Written instruction a
According to the essay on eye tracking and the moving image, when was the ETMI group set up?

Source

I have always been fascinated, perhaps even obsessed, with my eyes. I have often felt them looking into things, as if they had their own embodied consciousness that I was entirely, simultaneously, conscious of. It was as if we, my eyes and I, saw the world separately and together, possessing a double vision, one set within the meaty windows of my sockets, and the other looking outside, grasping the world with a replete hapticity, sending shivers across my pupils and retinas as they did so.

I have found myself trying to catch my eyes out, to second guess their movements, their sightlines, and their interests. I must be a sight for sore eyes on the rush hour train, wrestling with what I will allow my eyes to see. I often try to resist my conforming eyes, to make them look towards the cultural periphery, to the aesthetic margins, to the haphazard shards of broken, refracted light on oily windows that few others see as they go about their busy, and sometimes dreary lives. I want to see my eyes politicised, I want to turn them completely into organs of touch, and to feel them wander freely across the intricate layers of the film and television screen. I want Sherlockian eyes.

Sherlockian Eyes

I hold a rather romantic notion about my eyes, and the eyes of some viewers: that they sometimes wander freely across the spaces, objects, lights, colours, bodies, movements and sounds of the diegetic world they are presented with. Narrative action may be centre frame, and all the elements of the mise-en-scene may be attempting to draw my eyes to this interaction, but I will catch myself looking to the far left of the screen, to hold my sight on an obscure pattern on a wall, or to search for the origins of a distant minor or irrelevant sound just off-screen. I want to see inside and outside the narrative simultaneously. I imagine my eyes as Sherlock-like, searching for narrative clues, new plot developments, and for the sensuous expression of character, mood and feeling, while also loosing or freeing themselves, to (unconsciously) float within all the elements of filmic or televisual material as they happen on the screen.

I see in Sherlock’s eyes this double vision: the ability to have foresight, to see into the margins of things, and to be consciously aware of the vision within me, and all around me. As Sherlock sees into the finest grain of things, so do my eyes and I. My Sherlockian eyes are forensic, haptic, self-processing and are blessed with twenty twenty vision – they have the power to see into all things clearly.

But is this so, or just a fictive longing? What evidence do I have that my eyes do what I say they do? What evidence do I have that viewers possess a double vision? This romantic, phenomenological notion of the viewing, carnal, haptic eyes, then, I wanted to test, to explore, to see in action. And in deep conversation (and much debate!) with Jodi Sita, a neuroscientist at La Trobe University, the idea for The Eye Tracking and the Moving Image Research group was born…

Introducing The Eye tracking and Moving Image Research Group

Jodi and I set up the ETMI group at the end of 2012. We had two central goals in bringing the group together; we wanted to utilise eye tracking technology more centrally in the analysis and examination of the moving image; and we wanted to draw together scholars and practitioners from the Sciences, and the (Creative) Arts and Humanities so that different modes of enquiry and theoretical and methodological apparatus were placed in the same analytical arena.

Our desire was to build upon existing research that drew these disparate disciplines together, and to extend the type of work being conducted in arts-science research centres such as the NeuroArts Lab in the Department of Psychology, Neuroscience & Behaviour at McMaster University in Hamilton, Ontario. Behind the formation of the group, then, was a strong commitment to cross-disciplinary and cross-institutional relationships, and to what was considered to be the necessary dialogue and interaction between different disciplines united by a shared desire to investigate vision regimes in relation to the affecting power and beauty of the moving image.

Material shown
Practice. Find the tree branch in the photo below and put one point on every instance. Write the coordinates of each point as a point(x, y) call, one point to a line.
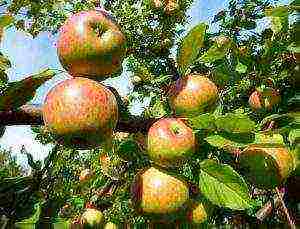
point(32, 115)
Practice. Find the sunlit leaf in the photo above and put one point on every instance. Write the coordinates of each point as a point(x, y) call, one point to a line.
point(190, 46)
point(204, 121)
point(32, 220)
point(279, 18)
point(214, 53)
point(4, 62)
point(222, 142)
point(294, 136)
point(18, 93)
point(223, 186)
point(221, 75)
point(235, 123)
point(6, 20)
point(269, 138)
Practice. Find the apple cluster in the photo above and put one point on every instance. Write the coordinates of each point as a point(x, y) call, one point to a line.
point(80, 111)
point(83, 113)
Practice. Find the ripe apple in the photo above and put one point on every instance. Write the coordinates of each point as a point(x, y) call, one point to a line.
point(192, 95)
point(92, 218)
point(156, 192)
point(199, 211)
point(265, 99)
point(81, 112)
point(266, 166)
point(170, 142)
point(91, 44)
point(85, 175)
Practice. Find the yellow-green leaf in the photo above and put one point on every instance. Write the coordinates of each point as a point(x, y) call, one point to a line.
point(18, 93)
point(190, 46)
point(223, 186)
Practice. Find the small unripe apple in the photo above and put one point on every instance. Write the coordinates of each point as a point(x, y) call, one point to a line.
point(192, 95)
point(92, 218)
point(81, 112)
point(170, 142)
point(265, 99)
point(85, 175)
point(199, 211)
point(91, 44)
point(156, 192)
point(110, 225)
point(266, 166)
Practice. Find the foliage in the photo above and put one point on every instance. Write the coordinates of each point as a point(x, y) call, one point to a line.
point(238, 57)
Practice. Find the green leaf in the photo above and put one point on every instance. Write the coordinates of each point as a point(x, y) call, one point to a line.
point(241, 68)
point(221, 75)
point(18, 93)
point(215, 52)
point(158, 110)
point(279, 18)
point(221, 142)
point(293, 47)
point(223, 186)
point(62, 224)
point(235, 123)
point(6, 20)
point(203, 121)
point(190, 46)
point(30, 222)
point(279, 11)
point(4, 62)
point(128, 149)
point(294, 136)
point(280, 120)
point(263, 138)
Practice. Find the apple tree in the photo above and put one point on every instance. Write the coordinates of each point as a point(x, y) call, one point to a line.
point(216, 143)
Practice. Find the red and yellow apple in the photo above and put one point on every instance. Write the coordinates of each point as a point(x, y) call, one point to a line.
point(266, 166)
point(81, 112)
point(91, 44)
point(85, 175)
point(156, 192)
point(170, 141)
point(192, 95)
point(264, 99)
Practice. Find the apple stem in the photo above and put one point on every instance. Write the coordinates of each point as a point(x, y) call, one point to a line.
point(175, 129)
point(266, 210)
point(285, 210)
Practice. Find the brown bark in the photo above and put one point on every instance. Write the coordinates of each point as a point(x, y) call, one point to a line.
point(32, 115)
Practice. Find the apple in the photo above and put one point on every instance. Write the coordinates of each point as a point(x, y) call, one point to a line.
point(169, 5)
point(110, 225)
point(92, 218)
point(264, 99)
point(85, 175)
point(192, 95)
point(266, 166)
point(156, 192)
point(81, 113)
point(199, 212)
point(91, 44)
point(170, 141)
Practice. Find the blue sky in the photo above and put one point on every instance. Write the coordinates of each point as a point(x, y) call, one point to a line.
point(30, 56)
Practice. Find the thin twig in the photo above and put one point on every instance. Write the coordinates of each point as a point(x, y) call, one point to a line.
point(288, 217)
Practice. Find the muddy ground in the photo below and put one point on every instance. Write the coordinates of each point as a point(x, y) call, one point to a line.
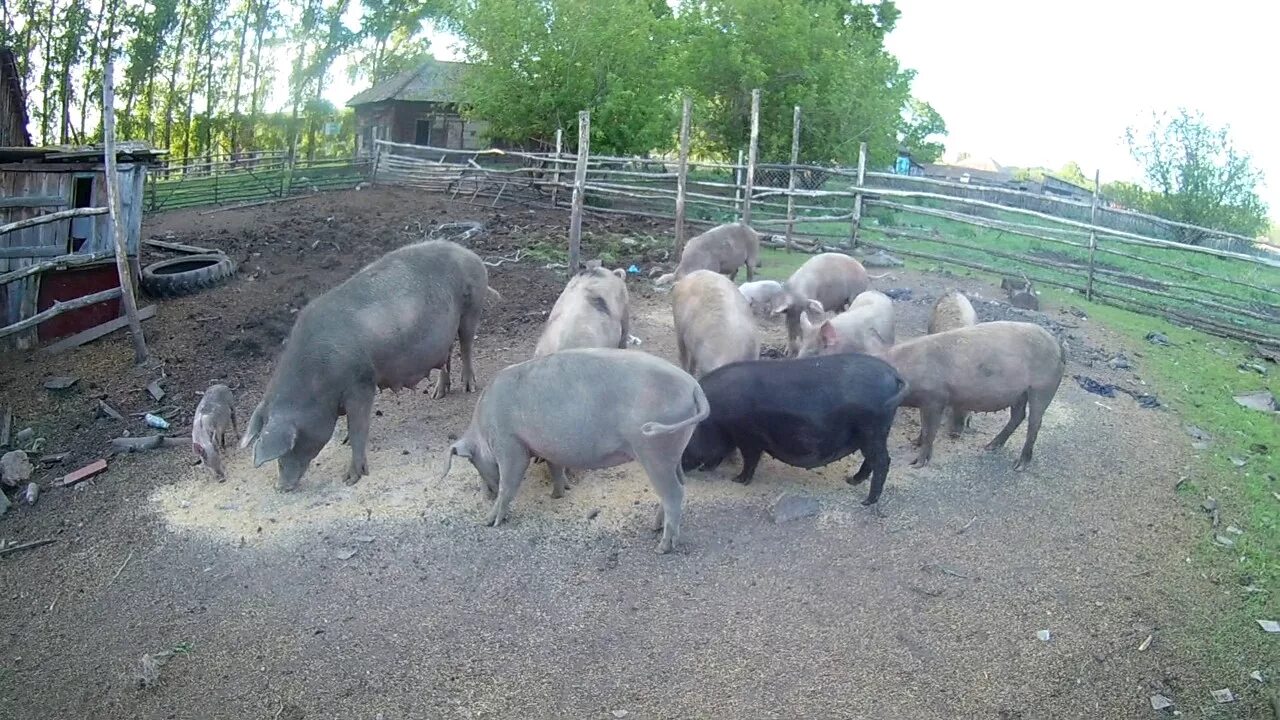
point(387, 600)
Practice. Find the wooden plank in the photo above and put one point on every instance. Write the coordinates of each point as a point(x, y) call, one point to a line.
point(83, 473)
point(32, 251)
point(33, 201)
point(96, 332)
point(122, 244)
point(58, 263)
point(53, 218)
point(178, 246)
point(58, 309)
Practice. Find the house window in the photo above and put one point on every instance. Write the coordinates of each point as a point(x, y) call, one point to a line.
point(82, 196)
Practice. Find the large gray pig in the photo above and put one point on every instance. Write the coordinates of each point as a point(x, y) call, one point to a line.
point(981, 369)
point(952, 310)
point(713, 323)
point(385, 327)
point(865, 327)
point(589, 408)
point(722, 249)
point(593, 310)
point(827, 282)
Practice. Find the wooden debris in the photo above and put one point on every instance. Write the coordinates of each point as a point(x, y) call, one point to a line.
point(145, 443)
point(83, 473)
point(105, 410)
point(178, 246)
point(26, 546)
point(96, 332)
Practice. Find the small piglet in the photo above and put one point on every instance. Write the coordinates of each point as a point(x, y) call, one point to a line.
point(982, 369)
point(213, 428)
point(722, 249)
point(807, 413)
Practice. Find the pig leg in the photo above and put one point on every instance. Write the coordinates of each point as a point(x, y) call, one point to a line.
point(442, 381)
point(958, 420)
point(931, 417)
point(467, 327)
point(662, 465)
point(558, 483)
point(750, 459)
point(1015, 418)
point(876, 459)
point(360, 411)
point(512, 464)
point(1037, 402)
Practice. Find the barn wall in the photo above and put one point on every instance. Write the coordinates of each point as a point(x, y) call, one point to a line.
point(21, 249)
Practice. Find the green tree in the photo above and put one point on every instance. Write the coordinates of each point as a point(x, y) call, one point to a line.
point(922, 131)
point(1196, 174)
point(539, 62)
point(824, 55)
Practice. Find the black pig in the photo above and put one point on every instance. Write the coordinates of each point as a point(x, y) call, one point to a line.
point(805, 413)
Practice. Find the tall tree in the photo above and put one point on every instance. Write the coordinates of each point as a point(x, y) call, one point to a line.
point(1196, 174)
point(539, 62)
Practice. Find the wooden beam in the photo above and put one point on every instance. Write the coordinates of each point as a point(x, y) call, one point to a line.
point(682, 174)
point(53, 218)
point(95, 332)
point(33, 201)
point(575, 223)
point(55, 264)
point(752, 156)
point(58, 309)
point(118, 222)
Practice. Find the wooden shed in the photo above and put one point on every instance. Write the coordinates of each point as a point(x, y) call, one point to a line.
point(78, 247)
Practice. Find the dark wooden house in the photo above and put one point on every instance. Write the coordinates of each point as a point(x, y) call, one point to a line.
point(41, 181)
point(417, 106)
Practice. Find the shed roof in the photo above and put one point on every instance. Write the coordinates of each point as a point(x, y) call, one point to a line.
point(126, 151)
point(434, 81)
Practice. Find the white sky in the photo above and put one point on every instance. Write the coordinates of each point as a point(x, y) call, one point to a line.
point(1041, 83)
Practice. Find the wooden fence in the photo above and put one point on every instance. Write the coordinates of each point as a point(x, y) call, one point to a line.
point(1109, 255)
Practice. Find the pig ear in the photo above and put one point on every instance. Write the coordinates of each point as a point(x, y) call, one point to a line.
point(827, 333)
point(275, 441)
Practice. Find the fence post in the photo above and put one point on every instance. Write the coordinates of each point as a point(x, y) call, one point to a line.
point(858, 194)
point(560, 140)
point(737, 185)
point(115, 208)
point(752, 155)
point(1093, 235)
point(682, 174)
point(575, 222)
point(791, 174)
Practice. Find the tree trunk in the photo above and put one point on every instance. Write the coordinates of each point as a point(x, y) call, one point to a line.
point(173, 78)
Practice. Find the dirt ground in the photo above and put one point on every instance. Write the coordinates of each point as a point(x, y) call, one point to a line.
point(388, 600)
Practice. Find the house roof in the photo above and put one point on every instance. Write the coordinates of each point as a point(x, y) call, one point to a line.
point(13, 131)
point(435, 81)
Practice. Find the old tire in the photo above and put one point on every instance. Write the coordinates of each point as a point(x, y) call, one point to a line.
point(187, 274)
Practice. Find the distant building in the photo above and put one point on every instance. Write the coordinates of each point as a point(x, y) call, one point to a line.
point(417, 106)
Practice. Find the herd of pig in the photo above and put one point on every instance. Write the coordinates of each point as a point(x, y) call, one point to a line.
point(584, 401)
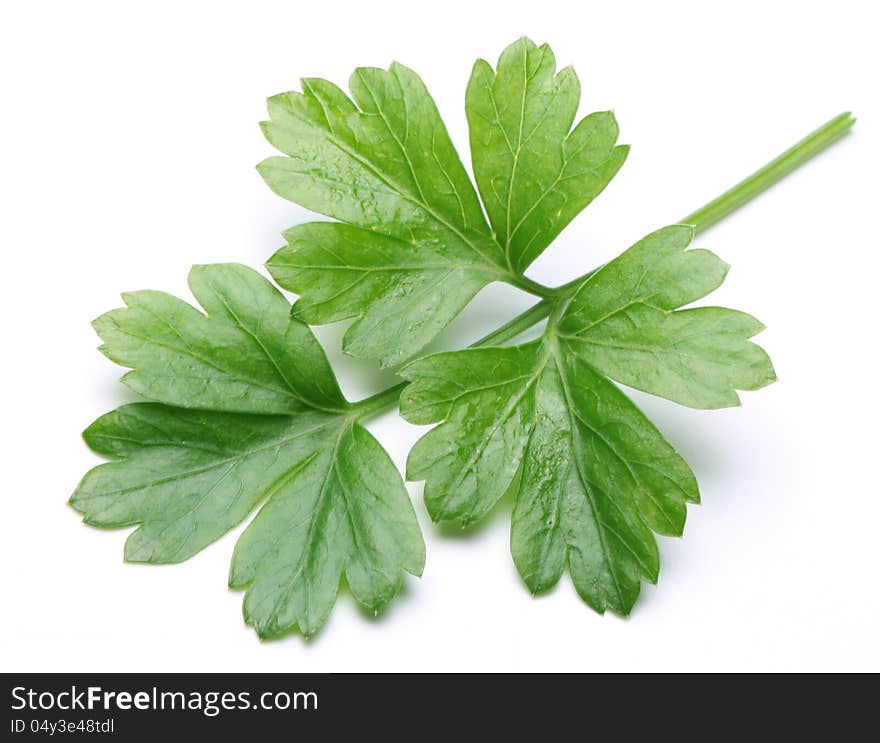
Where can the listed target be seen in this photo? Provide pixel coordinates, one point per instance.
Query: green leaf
(383, 164)
(620, 321)
(412, 246)
(401, 297)
(244, 355)
(590, 475)
(331, 502)
(535, 173)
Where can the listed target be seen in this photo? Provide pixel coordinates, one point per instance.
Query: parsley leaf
(332, 500)
(412, 246)
(535, 175)
(590, 475)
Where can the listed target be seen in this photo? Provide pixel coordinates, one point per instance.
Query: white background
(129, 138)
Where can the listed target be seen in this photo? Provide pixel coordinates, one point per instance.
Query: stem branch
(703, 218)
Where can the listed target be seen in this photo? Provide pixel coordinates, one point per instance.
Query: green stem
(703, 218)
(771, 173)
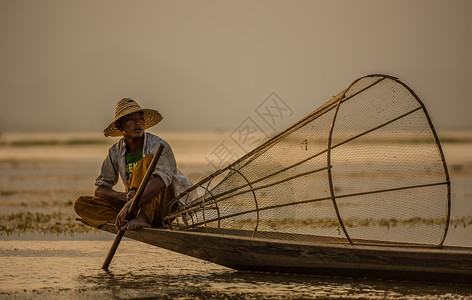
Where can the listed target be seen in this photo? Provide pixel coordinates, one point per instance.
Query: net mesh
(366, 167)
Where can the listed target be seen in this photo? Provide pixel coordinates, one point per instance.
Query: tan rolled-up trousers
(97, 211)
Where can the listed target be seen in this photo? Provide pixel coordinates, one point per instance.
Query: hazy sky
(209, 64)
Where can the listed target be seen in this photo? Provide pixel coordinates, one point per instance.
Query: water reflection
(230, 284)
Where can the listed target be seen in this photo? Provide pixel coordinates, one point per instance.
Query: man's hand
(122, 217)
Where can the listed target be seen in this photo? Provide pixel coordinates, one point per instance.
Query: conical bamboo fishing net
(366, 167)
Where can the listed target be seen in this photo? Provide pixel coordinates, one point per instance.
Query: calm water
(44, 266)
(71, 269)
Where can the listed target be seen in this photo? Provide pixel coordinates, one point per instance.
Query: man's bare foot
(139, 222)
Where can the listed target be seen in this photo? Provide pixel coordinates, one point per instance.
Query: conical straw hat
(128, 106)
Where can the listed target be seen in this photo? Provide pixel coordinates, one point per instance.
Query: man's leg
(96, 211)
(149, 214)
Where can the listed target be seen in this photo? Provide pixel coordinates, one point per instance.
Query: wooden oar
(133, 206)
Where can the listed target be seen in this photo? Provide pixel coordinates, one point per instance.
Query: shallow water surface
(71, 268)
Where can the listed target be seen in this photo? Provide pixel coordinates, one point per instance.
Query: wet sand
(45, 253)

Written instruction b
Give as a numbered list only the lines of the records from the one containing "Practice. Find the ripe" down through the one containing "point(238, 57)", both included, with blank lines left out.

Expected answer a
At the end of 2012.

Expected answer b
1. Practice. Find the ripe apple in the photo above and put one point on every instance. Write the coordinates of each point as a point(x, y) call, one point to a line.
2. point(192, 95)
3. point(92, 218)
4. point(156, 192)
5. point(199, 211)
6. point(265, 99)
7. point(81, 112)
8. point(266, 166)
9. point(170, 142)
10. point(91, 44)
11. point(85, 175)
12. Practice. Find the yellow-green leaf in the photo above and put one point on every instance. Write the coordinates of each point as a point(x, y) call, one point to a line.
13. point(18, 93)
14. point(190, 46)
15. point(223, 186)
16. Practice. Find the small unripe apple in the photo above and put one point on every instance. Write the coordinates of each point as a point(x, y) call, one point to a line.
17. point(192, 95)
18. point(92, 218)
19. point(81, 112)
20. point(170, 142)
21. point(265, 99)
22. point(85, 175)
23. point(199, 211)
24. point(91, 44)
25. point(156, 192)
26. point(110, 225)
27. point(266, 166)
28. Practice. Find the foliage in the photo above and put one point on every instance. Write the coordinates of each point as a point(x, y) call, one point to a line.
29. point(238, 57)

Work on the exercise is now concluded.